[Point annotation entries]
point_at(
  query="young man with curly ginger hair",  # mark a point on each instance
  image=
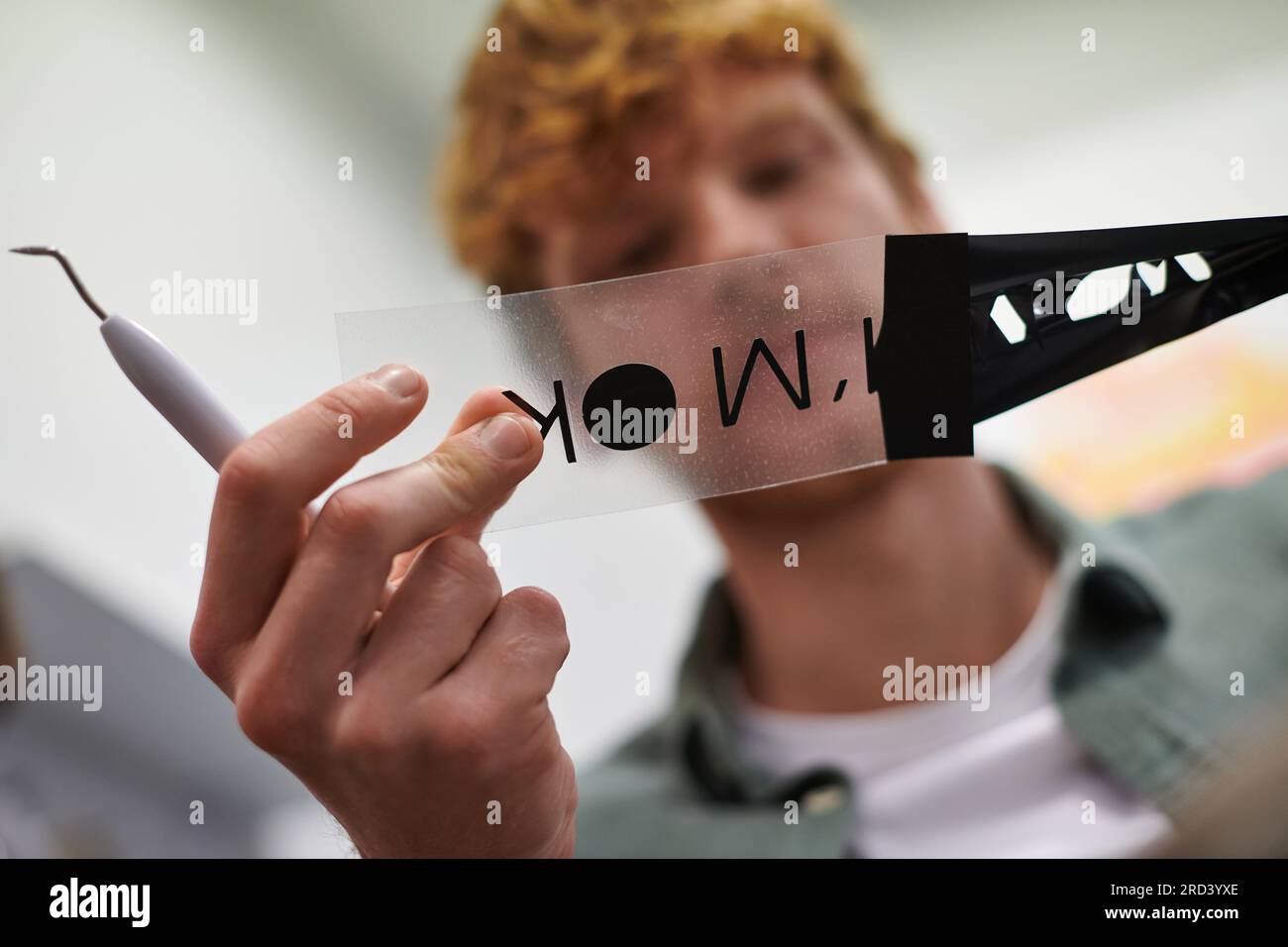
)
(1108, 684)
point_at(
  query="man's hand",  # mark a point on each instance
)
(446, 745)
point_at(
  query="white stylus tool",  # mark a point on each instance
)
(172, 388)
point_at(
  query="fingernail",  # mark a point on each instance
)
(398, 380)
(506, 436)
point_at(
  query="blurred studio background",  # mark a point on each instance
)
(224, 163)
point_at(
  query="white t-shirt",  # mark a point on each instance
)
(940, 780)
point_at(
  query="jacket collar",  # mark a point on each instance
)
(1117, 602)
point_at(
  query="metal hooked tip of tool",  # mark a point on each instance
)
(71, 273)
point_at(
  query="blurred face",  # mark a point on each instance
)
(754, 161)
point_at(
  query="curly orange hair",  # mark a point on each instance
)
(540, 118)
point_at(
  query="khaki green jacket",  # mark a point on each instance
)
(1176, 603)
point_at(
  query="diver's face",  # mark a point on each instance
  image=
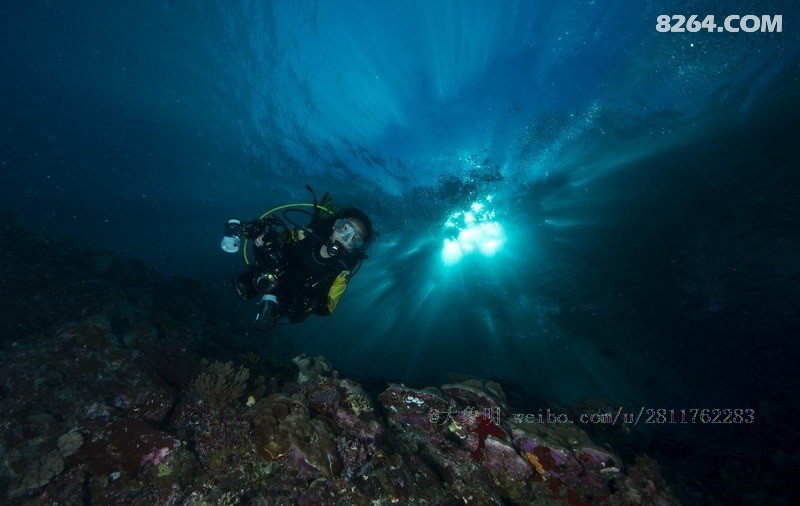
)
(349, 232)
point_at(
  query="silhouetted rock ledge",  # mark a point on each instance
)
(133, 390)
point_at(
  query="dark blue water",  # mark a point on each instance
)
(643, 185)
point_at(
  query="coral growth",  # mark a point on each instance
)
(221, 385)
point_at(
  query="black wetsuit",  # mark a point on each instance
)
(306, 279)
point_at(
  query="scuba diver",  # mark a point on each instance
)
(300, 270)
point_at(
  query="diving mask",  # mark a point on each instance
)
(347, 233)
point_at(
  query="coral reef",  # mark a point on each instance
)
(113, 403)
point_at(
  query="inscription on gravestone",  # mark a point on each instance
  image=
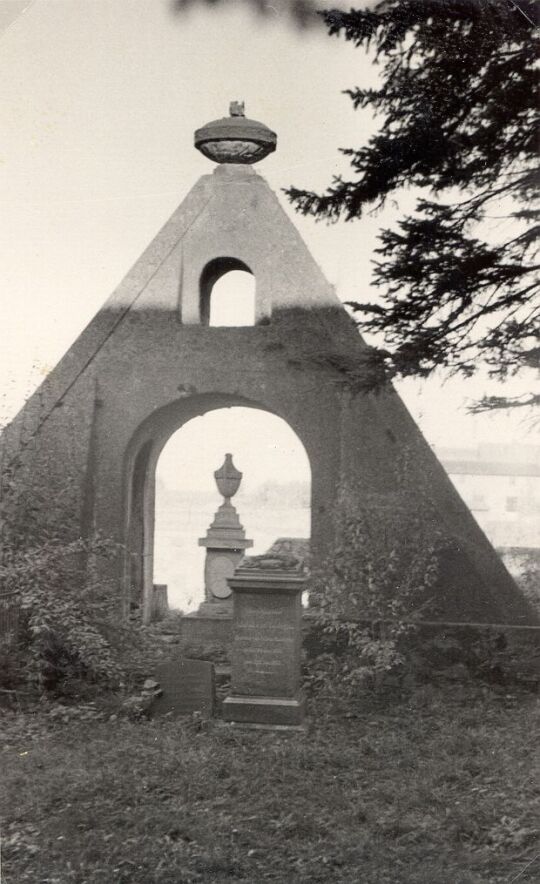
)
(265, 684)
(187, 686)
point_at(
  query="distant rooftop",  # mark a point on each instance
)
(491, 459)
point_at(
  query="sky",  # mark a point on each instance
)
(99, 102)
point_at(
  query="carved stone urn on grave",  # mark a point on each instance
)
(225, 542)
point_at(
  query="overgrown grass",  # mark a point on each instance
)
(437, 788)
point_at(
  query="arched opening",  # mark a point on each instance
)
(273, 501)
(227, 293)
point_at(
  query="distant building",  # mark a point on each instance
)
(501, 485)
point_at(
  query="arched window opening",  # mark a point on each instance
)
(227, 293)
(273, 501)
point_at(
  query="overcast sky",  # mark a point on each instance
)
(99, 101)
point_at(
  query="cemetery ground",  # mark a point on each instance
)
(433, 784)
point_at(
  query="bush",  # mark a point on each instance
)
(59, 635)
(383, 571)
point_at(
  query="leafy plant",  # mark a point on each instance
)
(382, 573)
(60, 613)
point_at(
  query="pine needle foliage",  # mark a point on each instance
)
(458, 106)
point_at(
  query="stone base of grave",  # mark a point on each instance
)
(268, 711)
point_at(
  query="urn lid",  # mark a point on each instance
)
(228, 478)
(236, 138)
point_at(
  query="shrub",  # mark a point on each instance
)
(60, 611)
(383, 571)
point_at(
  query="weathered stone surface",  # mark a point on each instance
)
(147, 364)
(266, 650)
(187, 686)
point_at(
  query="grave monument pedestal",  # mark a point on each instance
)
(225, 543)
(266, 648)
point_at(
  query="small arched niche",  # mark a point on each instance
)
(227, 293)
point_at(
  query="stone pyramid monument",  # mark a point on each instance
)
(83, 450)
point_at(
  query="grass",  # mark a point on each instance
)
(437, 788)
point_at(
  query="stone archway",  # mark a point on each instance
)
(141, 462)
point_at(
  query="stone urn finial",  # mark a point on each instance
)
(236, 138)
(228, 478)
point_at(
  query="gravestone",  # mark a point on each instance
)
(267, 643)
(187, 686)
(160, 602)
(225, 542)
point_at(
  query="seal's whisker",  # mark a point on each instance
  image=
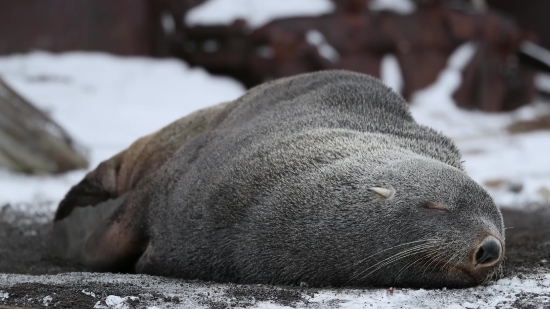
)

---

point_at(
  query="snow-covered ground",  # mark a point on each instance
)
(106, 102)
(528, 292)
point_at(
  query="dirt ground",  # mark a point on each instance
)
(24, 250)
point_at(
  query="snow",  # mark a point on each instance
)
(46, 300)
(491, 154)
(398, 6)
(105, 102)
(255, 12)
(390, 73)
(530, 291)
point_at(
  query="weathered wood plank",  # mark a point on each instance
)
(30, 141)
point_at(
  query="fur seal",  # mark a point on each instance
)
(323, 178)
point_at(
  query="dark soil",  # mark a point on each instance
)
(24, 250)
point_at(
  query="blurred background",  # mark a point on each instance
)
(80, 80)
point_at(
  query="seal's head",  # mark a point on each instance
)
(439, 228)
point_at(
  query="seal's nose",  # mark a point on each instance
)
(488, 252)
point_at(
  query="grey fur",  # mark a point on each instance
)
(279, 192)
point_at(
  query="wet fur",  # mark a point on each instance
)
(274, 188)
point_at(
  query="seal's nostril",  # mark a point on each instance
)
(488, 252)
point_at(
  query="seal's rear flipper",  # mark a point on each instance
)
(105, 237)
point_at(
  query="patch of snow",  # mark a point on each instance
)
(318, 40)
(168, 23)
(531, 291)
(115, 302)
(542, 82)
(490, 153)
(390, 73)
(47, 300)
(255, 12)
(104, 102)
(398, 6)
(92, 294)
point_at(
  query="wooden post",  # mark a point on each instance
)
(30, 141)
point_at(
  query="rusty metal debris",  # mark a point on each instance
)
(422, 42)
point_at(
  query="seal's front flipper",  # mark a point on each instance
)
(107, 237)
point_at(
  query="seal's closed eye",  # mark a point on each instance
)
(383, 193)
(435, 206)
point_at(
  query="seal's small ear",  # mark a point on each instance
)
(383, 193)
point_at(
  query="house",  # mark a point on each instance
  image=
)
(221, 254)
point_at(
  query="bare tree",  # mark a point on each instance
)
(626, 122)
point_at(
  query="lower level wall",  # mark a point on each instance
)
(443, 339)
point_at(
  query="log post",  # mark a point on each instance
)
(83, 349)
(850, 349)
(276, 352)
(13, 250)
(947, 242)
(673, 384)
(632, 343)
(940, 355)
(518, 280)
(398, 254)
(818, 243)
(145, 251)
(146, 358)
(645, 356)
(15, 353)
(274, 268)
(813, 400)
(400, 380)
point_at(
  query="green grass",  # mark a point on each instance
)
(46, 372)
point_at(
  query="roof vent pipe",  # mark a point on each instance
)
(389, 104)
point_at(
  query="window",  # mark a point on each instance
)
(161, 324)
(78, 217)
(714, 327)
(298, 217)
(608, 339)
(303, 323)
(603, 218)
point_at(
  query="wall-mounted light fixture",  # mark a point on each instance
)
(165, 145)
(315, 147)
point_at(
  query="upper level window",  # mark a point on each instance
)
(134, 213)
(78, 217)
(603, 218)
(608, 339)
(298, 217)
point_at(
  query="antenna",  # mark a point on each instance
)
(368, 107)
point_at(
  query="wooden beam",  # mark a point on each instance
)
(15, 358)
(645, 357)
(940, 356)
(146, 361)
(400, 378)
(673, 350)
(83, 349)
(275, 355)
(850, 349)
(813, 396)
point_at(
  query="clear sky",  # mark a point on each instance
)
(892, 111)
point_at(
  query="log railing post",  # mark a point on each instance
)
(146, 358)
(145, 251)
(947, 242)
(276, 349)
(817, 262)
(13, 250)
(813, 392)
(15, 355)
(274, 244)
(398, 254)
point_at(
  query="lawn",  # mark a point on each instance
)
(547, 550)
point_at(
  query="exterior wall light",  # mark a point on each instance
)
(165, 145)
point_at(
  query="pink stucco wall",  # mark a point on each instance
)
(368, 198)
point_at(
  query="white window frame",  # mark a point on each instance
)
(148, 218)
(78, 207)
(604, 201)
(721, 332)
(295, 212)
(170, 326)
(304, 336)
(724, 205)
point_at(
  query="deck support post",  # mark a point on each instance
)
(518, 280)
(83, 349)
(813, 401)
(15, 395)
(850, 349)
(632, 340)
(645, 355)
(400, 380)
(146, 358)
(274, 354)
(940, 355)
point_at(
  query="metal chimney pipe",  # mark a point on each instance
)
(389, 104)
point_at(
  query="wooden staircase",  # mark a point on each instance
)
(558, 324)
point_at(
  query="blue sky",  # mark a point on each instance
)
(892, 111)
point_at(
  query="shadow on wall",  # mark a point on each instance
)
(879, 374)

Aim of the exercise: Extract every line of the entries that contains the word "background", matching case exactly.

Exercise result:
  query="blurred studio background",  # mark a point on each instance
  query="blurred background",  # mark a point on each instance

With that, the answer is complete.